(Text extract)
:::

Language

General Terms and Conditions

of:

Patrick van Donselaar, located in Veenendaal, The Netherlands, at Groenelaan 65, registered with the Chamber of Commerce in the Netherlands under number 54749891, conducting business under the trade names Donzall, Voiceover-Stemacteur and Voiceover-Voiceactor

Article 1. Definitions

In these General Terms and Conditions we consider:

Contractor: Patrick van Donselaar

Customer: Patrick van Donselaar’s customer

Services: the services required to create or support the creation of a Deliverable

Deliverable: the materials delivered by Patrick van Donselaar to the customer, generally consisting of digital files containing a recording of the Contractors voice

Duration: period of time within which Contractor intends to deliver Services and/or Deliverables to the Customer

Deadline: date on which Services and/or Deliverables should be provided to the Customer

Agreement: the arrangement for the creation and delivery of Deliverables by the contractor incorporating these Terms and Conditions.

Revisions: changes to information or data, including but not limited to scripts, texts, storyboards and mockups, provided by Customer to Contractor necessary for the execution of Services and/or creation of Deliverables after the original provision of such information or data

Retakes: corrections to Deliverables made during recording, limited to mistakes, omissions, mispronunciation and editing mistakes

Terms and Conditions: the terms and conditions of supply of Services and Deliverables as set out in this document and any subsequent terms and conditions agreed to by both parties in writing or through other means of communication

Article 2. Applicability of these terms and conditions

The terms and conditions apply to every offer and every contract or agreement between Contractor and Customer to which Contractor has declared these terms and conditions applicable and where both parties have not declared, in writing, to deviate from these terms and conditions.

The underlying terms and conditions are also applicable to all contracts and agreements with Contractor for the execution of which third parties are or are going to be involved.

:::

(Dataset items)
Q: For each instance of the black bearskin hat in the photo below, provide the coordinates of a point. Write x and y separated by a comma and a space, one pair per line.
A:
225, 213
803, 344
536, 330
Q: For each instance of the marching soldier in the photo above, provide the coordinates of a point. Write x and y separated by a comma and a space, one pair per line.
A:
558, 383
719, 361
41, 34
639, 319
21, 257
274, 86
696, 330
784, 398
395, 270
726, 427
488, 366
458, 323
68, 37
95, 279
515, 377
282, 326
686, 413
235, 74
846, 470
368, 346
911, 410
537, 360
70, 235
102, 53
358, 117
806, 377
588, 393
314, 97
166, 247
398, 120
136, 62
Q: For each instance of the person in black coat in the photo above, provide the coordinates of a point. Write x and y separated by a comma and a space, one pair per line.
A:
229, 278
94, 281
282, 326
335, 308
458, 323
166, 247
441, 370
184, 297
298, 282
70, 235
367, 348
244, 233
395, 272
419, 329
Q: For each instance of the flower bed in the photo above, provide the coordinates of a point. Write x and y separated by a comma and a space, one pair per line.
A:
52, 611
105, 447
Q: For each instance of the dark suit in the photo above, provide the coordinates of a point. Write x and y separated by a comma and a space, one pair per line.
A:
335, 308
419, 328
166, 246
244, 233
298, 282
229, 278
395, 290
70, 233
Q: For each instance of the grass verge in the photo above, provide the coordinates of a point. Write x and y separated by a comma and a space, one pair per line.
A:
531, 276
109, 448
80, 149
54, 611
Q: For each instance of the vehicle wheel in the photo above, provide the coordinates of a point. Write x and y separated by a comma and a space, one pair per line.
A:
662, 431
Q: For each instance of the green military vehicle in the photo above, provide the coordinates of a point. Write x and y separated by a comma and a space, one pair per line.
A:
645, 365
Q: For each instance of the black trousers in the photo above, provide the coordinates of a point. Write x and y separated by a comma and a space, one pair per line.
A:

:::

(What is being asked) In the general terms and conditions, what types of corrections are Retakes limited to?

(Solved exercise) Mistakes, omissions, mispronunciation and editing mistakes.